DIRECTIONS: Your answer must restate the listing below word for word and contain no images.
[INPUT DATA]
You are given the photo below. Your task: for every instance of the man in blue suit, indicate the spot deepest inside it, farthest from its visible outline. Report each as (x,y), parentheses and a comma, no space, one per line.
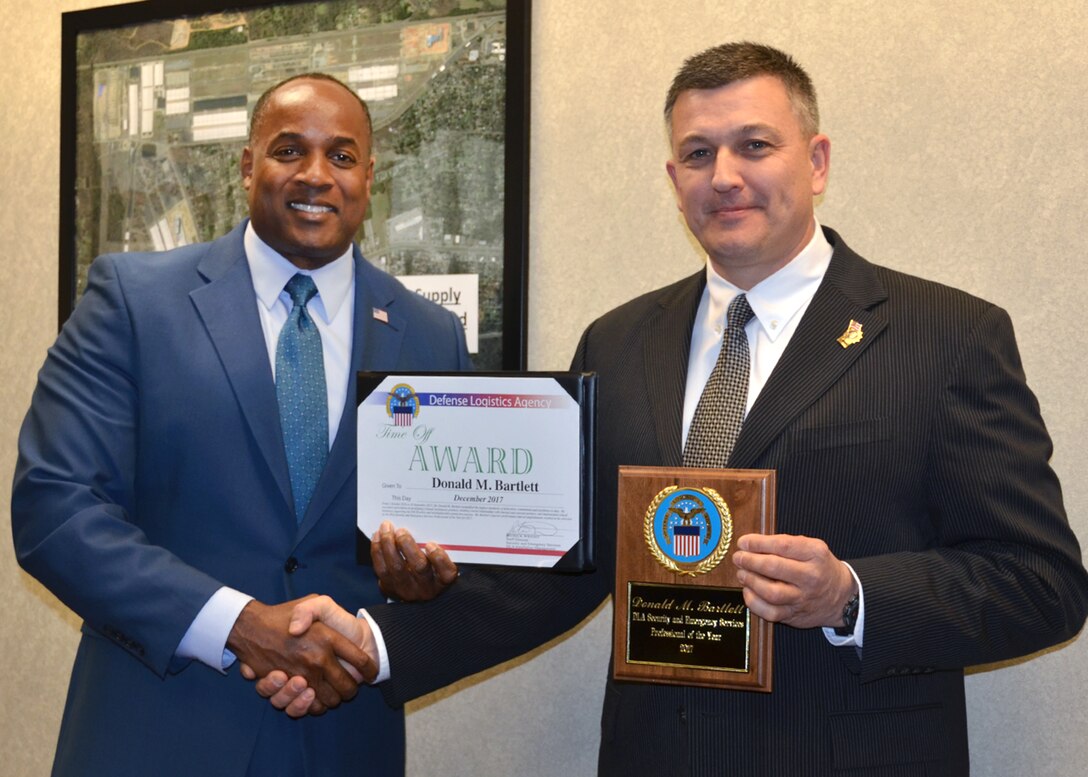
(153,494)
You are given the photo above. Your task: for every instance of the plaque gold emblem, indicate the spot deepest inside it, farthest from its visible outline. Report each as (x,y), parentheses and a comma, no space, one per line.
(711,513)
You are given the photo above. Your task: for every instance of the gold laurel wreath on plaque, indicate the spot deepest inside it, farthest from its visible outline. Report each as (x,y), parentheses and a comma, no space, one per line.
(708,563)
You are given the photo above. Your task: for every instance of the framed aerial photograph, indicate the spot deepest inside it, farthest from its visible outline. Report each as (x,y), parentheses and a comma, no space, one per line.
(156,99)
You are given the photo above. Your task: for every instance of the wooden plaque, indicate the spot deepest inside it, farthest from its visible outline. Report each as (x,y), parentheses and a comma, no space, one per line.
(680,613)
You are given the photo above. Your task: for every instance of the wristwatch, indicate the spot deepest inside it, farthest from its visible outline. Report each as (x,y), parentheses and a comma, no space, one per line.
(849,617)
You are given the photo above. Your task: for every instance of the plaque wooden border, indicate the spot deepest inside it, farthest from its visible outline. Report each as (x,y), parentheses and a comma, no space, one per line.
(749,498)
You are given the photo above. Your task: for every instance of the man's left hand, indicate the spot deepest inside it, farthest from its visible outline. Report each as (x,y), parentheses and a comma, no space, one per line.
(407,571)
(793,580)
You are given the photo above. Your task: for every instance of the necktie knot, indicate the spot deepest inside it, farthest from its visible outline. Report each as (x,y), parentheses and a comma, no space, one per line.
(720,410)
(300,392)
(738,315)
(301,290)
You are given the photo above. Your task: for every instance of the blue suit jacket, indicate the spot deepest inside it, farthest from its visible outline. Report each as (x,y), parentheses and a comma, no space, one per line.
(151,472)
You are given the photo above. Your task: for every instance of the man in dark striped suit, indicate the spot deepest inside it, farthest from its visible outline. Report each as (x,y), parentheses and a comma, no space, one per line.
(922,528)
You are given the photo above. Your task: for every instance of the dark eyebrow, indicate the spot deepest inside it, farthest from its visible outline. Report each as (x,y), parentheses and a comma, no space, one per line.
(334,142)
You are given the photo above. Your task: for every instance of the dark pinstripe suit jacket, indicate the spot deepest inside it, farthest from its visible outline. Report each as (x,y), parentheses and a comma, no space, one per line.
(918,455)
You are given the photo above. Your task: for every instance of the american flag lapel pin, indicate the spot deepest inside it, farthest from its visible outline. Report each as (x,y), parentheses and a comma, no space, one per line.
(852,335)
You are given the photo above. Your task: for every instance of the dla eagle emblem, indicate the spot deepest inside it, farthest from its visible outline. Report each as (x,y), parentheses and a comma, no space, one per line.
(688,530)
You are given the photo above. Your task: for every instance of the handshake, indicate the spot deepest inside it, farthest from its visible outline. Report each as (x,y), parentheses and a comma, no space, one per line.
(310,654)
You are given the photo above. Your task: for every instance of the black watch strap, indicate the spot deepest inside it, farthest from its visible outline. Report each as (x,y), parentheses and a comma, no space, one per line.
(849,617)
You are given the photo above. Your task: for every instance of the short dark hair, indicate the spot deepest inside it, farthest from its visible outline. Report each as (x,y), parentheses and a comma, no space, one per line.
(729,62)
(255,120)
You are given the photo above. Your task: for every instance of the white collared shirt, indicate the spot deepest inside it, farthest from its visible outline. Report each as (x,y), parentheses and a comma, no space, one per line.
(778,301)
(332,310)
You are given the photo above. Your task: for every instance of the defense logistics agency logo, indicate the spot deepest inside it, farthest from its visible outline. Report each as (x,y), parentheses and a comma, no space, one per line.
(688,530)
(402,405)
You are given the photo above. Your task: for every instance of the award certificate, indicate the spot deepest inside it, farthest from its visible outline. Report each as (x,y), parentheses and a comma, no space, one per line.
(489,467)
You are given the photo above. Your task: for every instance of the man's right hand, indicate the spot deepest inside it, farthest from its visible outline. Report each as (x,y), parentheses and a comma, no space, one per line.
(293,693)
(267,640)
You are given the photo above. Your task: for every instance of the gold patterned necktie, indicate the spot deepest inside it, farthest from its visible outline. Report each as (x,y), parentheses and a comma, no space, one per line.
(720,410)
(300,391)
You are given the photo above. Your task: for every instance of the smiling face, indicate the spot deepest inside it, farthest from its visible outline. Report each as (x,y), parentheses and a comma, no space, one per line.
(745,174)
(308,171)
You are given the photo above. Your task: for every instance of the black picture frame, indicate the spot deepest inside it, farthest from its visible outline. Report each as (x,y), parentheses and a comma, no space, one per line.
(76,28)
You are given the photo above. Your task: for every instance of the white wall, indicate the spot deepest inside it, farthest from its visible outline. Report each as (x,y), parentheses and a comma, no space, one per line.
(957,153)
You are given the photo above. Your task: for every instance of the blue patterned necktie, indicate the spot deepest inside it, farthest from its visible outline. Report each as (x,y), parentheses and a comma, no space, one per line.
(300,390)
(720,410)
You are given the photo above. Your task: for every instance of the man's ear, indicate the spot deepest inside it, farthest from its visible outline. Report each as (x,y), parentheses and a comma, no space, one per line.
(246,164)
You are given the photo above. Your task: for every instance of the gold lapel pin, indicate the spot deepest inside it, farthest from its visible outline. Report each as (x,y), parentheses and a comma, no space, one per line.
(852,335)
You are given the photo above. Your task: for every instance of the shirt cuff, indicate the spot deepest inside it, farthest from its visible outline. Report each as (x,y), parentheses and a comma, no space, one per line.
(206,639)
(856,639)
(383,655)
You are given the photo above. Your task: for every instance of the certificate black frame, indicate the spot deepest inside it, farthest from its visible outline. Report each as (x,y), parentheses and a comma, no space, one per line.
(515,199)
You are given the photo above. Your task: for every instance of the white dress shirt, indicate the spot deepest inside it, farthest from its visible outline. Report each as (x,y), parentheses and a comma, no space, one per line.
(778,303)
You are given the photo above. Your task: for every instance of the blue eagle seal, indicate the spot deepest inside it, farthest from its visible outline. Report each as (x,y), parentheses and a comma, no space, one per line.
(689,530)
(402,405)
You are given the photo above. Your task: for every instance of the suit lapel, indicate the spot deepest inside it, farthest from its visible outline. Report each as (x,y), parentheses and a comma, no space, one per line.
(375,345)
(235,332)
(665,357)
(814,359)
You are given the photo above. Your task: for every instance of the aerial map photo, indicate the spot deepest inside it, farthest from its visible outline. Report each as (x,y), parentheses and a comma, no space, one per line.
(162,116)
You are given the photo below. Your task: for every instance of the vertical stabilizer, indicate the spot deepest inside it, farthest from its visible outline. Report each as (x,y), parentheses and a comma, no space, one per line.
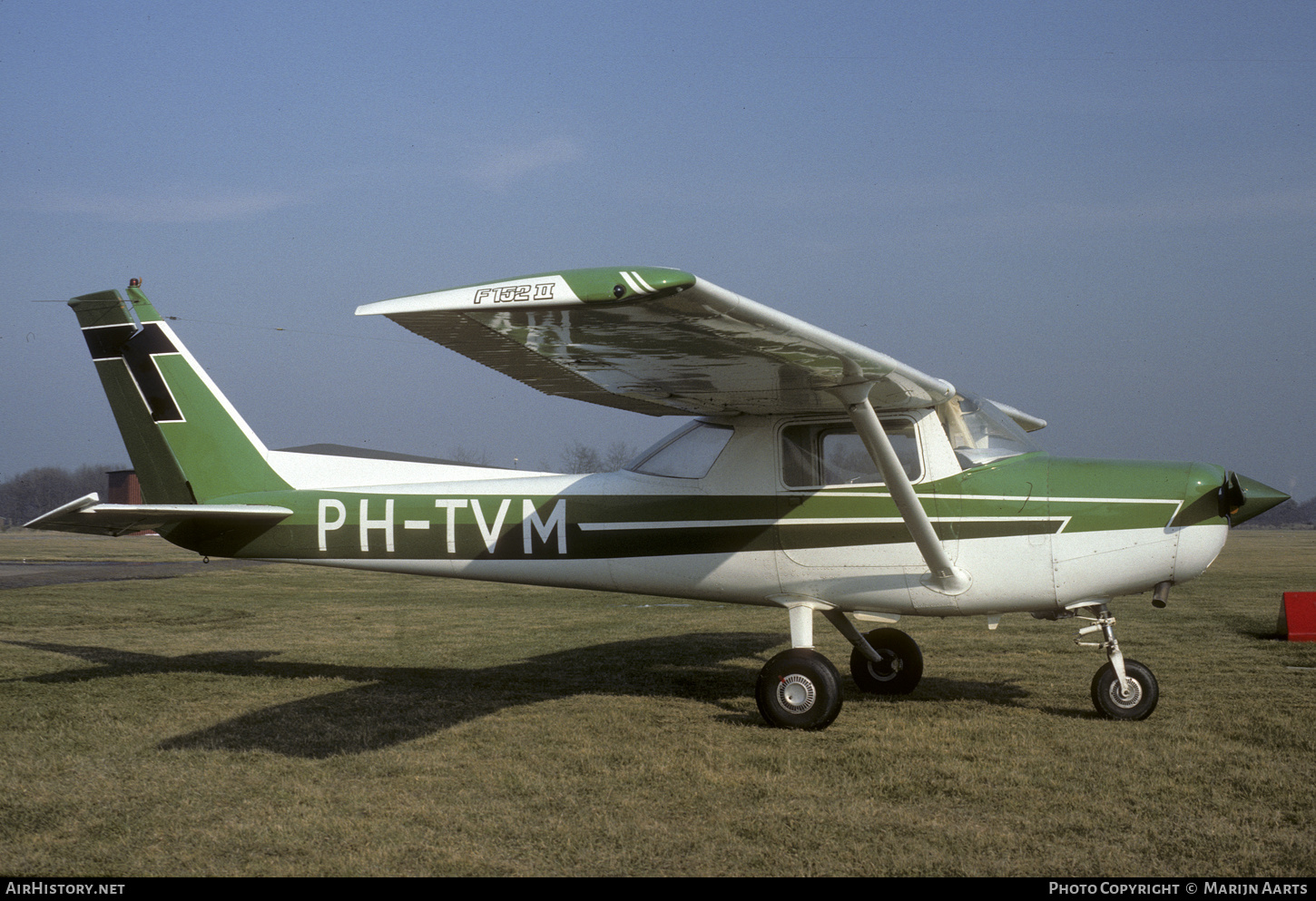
[/INPUT DATA]
FINAL ANSWER:
You are given the photo below. Your task: for every instance of the man in blue suit, indicate the spot deepest inside it, farthest from its visible outline. Report each as (x,y), parentheses and a comma, no space, one per line.
(153,494)
You are given the photo above. Your task: for every instance of the plaque gold emblem, indicate the spot deepest inside it, farthest from its visible outline. Report each as (x,y), parentheses and a comma, no space, one per line.
(711,513)
You are given the photo above. Your task: for every instance of the gold laurel wreath on plaque, indicate the spot deepest inside it, farthest from its visible outline. Report each as (x,y), parentheses and a comma, no space, one per line.
(708,563)
You are given the photo above. Your task: for every instance of the framed aerial photograph, indicate the spot deepest inside it, farthest from its visible outline. Report each as (x,y), parentheses and a comma, no space, one per line.
(156,99)
You are given the photo above. Your task: for every instance of the wooden plaque, indicate the spot deepest inside it, farthest from its visible outline. Report each as (x,y), parentheses and a comma, no space, one per line.
(680,613)
You are given the photo above. Your task: for every instance of the wristwatch, indicate the spot deepest inside it, farthest from its visible outline. Report each as (x,y), parentheses and a comma, no space, one per line.
(849,617)
You are given the photo above. Your task: for every instance of the plaque wooden border, indicate the spot deepest inside it, farthest from its visible outline. Report each as (x,y), parentheses and a comma, no space, one per line.
(749,498)
You are given the photo above. Your task: for every instance of the man's left hand, indicate the spot deepest inside it, farthest from its visible outline. Report each as (x,y), parentheses and a comma, no space, one per line.
(407,571)
(793,580)
You are given the photo above. Your task: for every instance of the necktie knot, indicate the spot deepest inside it, farthest from its visible outline. Report each as (x,y), parentheses and a comma, no space, one per line.
(720,410)
(300,392)
(738,315)
(301,290)
You are given the photo above. Your task: for every instance of the blue suit jacket, indicate the spot deepest inside it, farthest from its visible outline. Report each as (x,y), parentheses and a comma, no space, one per line.
(151,472)
You are given the photo above. Your task: for every instance of the man in dark striped suit, indicate the spot deepest inside it, farthest from its visible outline. Report each as (x,y), parentheses and a comma, no space, one per line.
(922,528)
You are given the photo above. Your task: for every instance of the dark eyebrow, indicate the spot deepest inside it, farthest from its visible outline. Report each as (x,y), parentheses and a comma, no space, one per line.
(334,142)
You are given the photo above. Your task: for every instance of the dark pinstripe suit jacket, indicate the spot deepest inside it, farthest from its visible outline. Report each as (x,y), parentheses and a comma, no space, one per line.
(918,455)
You are given the photo above. Your task: for every instance of the american flag lapel pin, indicate the spot deepest inside it, farthest from its visible outline. Report each as (x,y), parentheses and a comma, no space, one per line.
(852,335)
You are given the photo above. Your task: for every instance of the dla eagle emblem, indicate the spot deepest inside it, farthest from its visible outline. Report each as (x,y), parentheses and a comma, no space, one per line.
(688,530)
You are given the photo above. Your task: for every instance of the handshake, indicate the spot deepest inside it, farthest from its visible outline. Report each as (x,y), parentheses and a comma, no space, one per line.
(310,654)
You are given the photo above. Your task: for every instance of the black watch strap, indicate the spot deepest inside it, farthest from its visible outline. Report each as (x,y), parentheses and a comma, no space, one per line.
(849,617)
You are given the photo above. Your task: for every instance of the short dark hair, indicate the spot deepest inside it, farthest from its visible outline. Report each as (x,y), parentheses and a comma, no space, one per line.
(729,62)
(255,120)
You are given the photo above. Your task: for every instance of the white collared shirt, indicate the spot deepest inside it, farthest from its visible outline. Report each as (x,y), parentheses and a comma, no space, one per line.
(778,301)
(332,310)
You are given the photo above. Your task: for every instance of the defense logistics agency logo, indicate the spot deepest inside it, farthest from its visible outline. Report each as (x,y), parentheses and a comma, no space, one per line.
(688,530)
(402,405)
You are given the photo above. Your task: for every instance of the award certificate, indicate the spot deepest inside it, farthest from its visible outline. Report each as (x,y), parentheses and a comma, no space, one per line.
(489,467)
You are given the photo above. Your task: for every instance of the man's right hand, indicate the spot deepest inside it, farthest from its visible outline. Report each as (x,y), parentheses and a comma, no space, one per line.
(293,693)
(267,640)
You are given the photo above. Your task: for every instance of the gold patterned necktie, indicate the spot deepest inside it, farthest from its visible outline. Report each as (x,y), parentheses and a comma, no space, one per line.
(720,410)
(300,391)
You are given the photo above. Your task: for every instance of the smiling face, indicate the spot deepest inside it, farthest from its visible outline. Report each as (x,y), parentheses and a comma, no space, one per line.
(745,174)
(308,171)
You are given the photo above. Your task: for every instance of the black picture frame, indicate the spot deepest inside it, farthest from its visible outline. Report each as (x,y), parentheses and a comma, no space, one per line.
(76,28)
You are given the photo above. Your task: for every instance of the white wall, indicate the spot deepest inside it, farthest from its visible outline. Report each as (x,y), parentheses and a comma, no space, one per line.
(957,153)
You are given the photo above. Your task: for every instance of the blue patterned necktie, indicate the spot deepest inside it, farthest from its visible outline. Report each as (x,y), parentheses and a comma, no space, one per line.
(300,390)
(720,410)
You are given the photo above. Your task: for every instance of the man's ear, indicate the spot deepest inside it, farthest from its visible outline. Report each as (x,y), parentheses and a comma, no space, one per line.
(246,164)
You are given the photo above. Your task: for every instance of the gold lapel pin, indicate the spot deepest inside it, farthest from its visible outline. Report each as (x,y), parentheses and a comma, no space, one per line.
(852,335)
You are given the photo above. Your task: for every instance of the shirt cuff, indicate the spot deepest inside it, farthest from its visible outline. Report each as (x,y), parentheses and a comma, no space, one per line.
(206,639)
(856,639)
(383,655)
You are given the photo above. Your task: for every instance of the certificate black frame, indicate the spot deepest inside it, farthest from its visible outline. Report each as (x,y), parentheses and a comma, no space, one per line.
(515,199)
You are given the photo above. Your task: for every instance of the white dress shirt, indicate the spot deepest inside it, farthest from its visible outline. Report each as (x,y), parentheses and a comma, no space, one per line.
(778,303)
You are given the photo above. Your task: for every instance of the blue eagle seal, indicate the spot deepest inside it, farthest from its visible outline. Report each as (x,y), parentheses and a comma, no space, one per line.
(689,530)
(402,405)
You are given the photo above. Your task: for every instance of the suit lapel, indicate the spot deepest inside it, farthest from its visible outline. Report each as (x,y), parentheses and a comma, no space, one per line.
(375,345)
(235,332)
(665,357)
(814,359)
You are given the photo above. Your task: for every instance of the aerial map photo, indicate the spot deepest inside it, farthest from its visible outline. Report each as (x,y), parentheses and a comma, no space, one per line.
(162,116)
You are given the photo below. Your task: for every instance of the vertical stabilizer, indicate the spot deepest inside it, farthest from its visible outline. Report each as (x,y), parentheses and a comma, no space, one per line.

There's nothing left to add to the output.